[[ Supplied text open ]]
Would you be steady with them strolling past?

Would you be steady with them strolling past?

You’ve heard the phrase “less is more.” Does it have relevance to dog training?

Manny and I are deep into preparation for an upcoming NAVHDA Utility test (www.navhda.org) and our latest challenge is steady to wing-shot-fall. If you know the test, you know it’s a ball-buster. Both the field and water portions require a dog to be rock-steady in the midst of distraction shots, walking birds, flying birds, dead birds, shot birds, bobbing decoys, and swinging guns. Not to mention a small gallery of judges, gunners and handlers adding to the circus atmosphere.

I hit on something today (probably did earlier, but it didn’t sink in) that I hope helps. Actually, part one hit me yesterday when in a less-than-stellar moment with my wife’s help, Buddy lunged every time the bird flew and the gun popped.

Revelation: he was simply reacting to her tensing the checkcord in preparation for the flush, telegraphing that tension to him literally and figuratively. He felt the stress both physical and emotional, and simply couldn’t focus on what he knew to be right.
[[ Supplied text closed ]]
> [Task objective]
According to the dog training text, what was Buddy reacting to when he lunged? The records have no connection to the dog training text.
[[ Raw data open ]]
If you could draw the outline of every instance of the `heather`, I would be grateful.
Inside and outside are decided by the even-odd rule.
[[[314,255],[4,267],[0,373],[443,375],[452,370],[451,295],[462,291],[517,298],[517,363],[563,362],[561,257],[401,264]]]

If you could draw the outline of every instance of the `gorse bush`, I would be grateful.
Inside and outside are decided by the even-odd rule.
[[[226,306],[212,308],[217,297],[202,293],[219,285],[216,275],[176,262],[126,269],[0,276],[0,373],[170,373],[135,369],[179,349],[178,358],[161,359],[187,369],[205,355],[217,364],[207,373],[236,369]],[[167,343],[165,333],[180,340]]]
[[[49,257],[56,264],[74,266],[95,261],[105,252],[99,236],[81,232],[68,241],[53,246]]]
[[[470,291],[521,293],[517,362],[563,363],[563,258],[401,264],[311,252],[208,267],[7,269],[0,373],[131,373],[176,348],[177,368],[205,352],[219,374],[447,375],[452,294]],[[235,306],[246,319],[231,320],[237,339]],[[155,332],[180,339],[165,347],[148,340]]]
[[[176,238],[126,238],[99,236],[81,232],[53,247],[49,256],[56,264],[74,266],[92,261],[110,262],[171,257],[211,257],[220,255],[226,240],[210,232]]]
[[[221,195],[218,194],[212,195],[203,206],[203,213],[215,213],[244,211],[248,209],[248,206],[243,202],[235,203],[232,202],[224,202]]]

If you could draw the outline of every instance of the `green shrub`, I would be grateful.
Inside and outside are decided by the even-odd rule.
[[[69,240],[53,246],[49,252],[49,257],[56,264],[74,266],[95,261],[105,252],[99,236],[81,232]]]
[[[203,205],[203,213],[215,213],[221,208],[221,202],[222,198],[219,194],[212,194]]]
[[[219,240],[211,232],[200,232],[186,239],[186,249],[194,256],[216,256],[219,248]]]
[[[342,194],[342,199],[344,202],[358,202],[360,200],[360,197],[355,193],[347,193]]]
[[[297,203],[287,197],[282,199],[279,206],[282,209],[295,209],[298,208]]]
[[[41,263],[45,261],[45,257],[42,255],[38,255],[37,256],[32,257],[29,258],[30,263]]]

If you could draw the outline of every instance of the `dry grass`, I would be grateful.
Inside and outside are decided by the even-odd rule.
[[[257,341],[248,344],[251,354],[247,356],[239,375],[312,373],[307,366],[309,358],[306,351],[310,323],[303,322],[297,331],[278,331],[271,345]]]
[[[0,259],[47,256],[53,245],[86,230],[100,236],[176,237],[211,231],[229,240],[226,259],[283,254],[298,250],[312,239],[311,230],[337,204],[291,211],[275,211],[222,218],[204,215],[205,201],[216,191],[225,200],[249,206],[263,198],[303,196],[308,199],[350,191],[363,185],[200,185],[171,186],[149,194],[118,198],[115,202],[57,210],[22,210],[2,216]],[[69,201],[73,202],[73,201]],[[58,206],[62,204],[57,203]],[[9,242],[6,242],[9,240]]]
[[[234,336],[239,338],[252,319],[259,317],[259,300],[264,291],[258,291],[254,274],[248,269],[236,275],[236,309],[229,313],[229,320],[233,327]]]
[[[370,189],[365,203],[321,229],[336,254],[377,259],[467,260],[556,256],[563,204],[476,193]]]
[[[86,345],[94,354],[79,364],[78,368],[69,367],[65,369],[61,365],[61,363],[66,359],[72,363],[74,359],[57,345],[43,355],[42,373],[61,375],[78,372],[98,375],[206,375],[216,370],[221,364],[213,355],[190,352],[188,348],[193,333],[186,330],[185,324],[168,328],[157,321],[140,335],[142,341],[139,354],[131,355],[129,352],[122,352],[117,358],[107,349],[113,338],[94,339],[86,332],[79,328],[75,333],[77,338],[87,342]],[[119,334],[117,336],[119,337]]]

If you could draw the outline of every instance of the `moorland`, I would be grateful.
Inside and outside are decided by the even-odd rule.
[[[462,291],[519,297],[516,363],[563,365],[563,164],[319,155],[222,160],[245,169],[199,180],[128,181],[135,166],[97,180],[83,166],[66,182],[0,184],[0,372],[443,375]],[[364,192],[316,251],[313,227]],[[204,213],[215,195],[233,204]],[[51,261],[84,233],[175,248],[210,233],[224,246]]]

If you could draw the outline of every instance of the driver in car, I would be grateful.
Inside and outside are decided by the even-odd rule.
[[ Raw data closed ]]
> [Answer to this task]
He was reacting to the writer's wife tensing the checkcord in preparation for the flush.